___ Passage

"Self-Seeding" of Cancer Cells May Play a Critical Role in Tumor Progression

Cancer progression is commonly thought of as a process involving the growth of a primary tumor followed by metastasis, in which cancer cells leave the primary tumor and spread to distant organs. A new study by researchers at Memorial Sloan-Kettering Cancer Center shows that circulating tumor cells – cancer cells that break away from a primary tumor and disseminate to other areas of the body – can also return to and grow in their tumor of origin, a newly discovered process called "self-seeding."
The findings of the study, published in the journal Cell, suggest that self-seeding can enhance tumor growth through the release of signals that promote angiogenesis, invasion, and metastasis.
"Our work not only provides evidence for the self-seeding phenomenon and reveals the mechanism of this process, but it also shows the possible role of self-seeding in tumor progression," said the study's first author Mi-Young Kim, PhD, Research Fellow in the Cancer Biology and Genetics Program at Memorial Sloan-Kettering.
According to the research, which was conducted in mice, self-seeding involves two distinct functions: the ability of a tumor to attract its own circulating progeny and the ability of circulating tumor cells to re-infiltrate the tumor in response to this attraction. The investigators identified four genes that are responsible for executing these functions: IL-6 and IL-8, which attract the most aggressive segment of the circulating tumor cells population, and FSCN1 and MMP1, which mediate the infiltration of circulating tumor cells into a tumor.

______
___ Extracted material

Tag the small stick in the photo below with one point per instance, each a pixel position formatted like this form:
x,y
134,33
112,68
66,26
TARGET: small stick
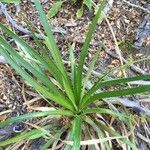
x,y
137,6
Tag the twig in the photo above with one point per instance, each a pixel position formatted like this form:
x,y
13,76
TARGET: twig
x,y
2,60
116,45
133,67
137,6
22,29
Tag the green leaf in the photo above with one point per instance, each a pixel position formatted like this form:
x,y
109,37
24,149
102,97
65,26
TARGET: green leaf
x,y
51,140
88,74
88,3
121,116
101,84
115,93
59,99
114,133
76,133
80,12
10,1
32,115
100,133
35,133
54,9
51,44
85,48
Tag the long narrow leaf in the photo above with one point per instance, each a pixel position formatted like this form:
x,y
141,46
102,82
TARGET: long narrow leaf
x,y
85,47
101,84
115,133
50,40
115,93
76,131
10,1
107,111
63,101
24,63
30,116
35,133
91,67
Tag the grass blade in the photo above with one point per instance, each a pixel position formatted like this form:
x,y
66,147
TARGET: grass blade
x,y
50,40
114,133
101,84
76,132
108,111
88,74
85,47
10,1
115,93
30,116
60,99
100,133
35,133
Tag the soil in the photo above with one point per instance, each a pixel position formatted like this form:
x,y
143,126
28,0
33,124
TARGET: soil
x,y
124,20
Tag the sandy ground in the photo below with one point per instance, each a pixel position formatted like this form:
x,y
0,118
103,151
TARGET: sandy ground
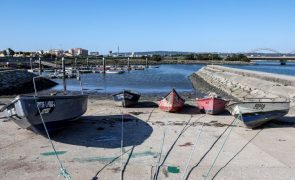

______

[Using the information]
1. According to the self-seeding article, how can self-seeding enhance tumor growth?
2. Reproduce the part of the self-seeding article starting at "Cancer progression is" and ending at "invasion, and metastasis.".

[Exercise results]
1. Self-seeding can enhance tumor growth by releasing signals that promote angiogenesis, invasion, and metastasis.

2.
Cancer progression is commonly thought of as a process involving the growth of a primary tumor followed by metastasis, in which cancer cells leave the primary tumor and spread to distant organs. A new study by researchers at Memorial Sloan-Kettering Cancer Center shows that circulating tumor cells – cancer cells that break away from a primary tumor and disseminate to other areas of the body – can also return to and grow in their tumor of origin, a newly discovered process called "self-seeding."
The findings of the study, published in the journal Cell, suggest that self-seeding can enhance tumor growth through the release of signals that promote angiogenesis, invasion, and metastasis.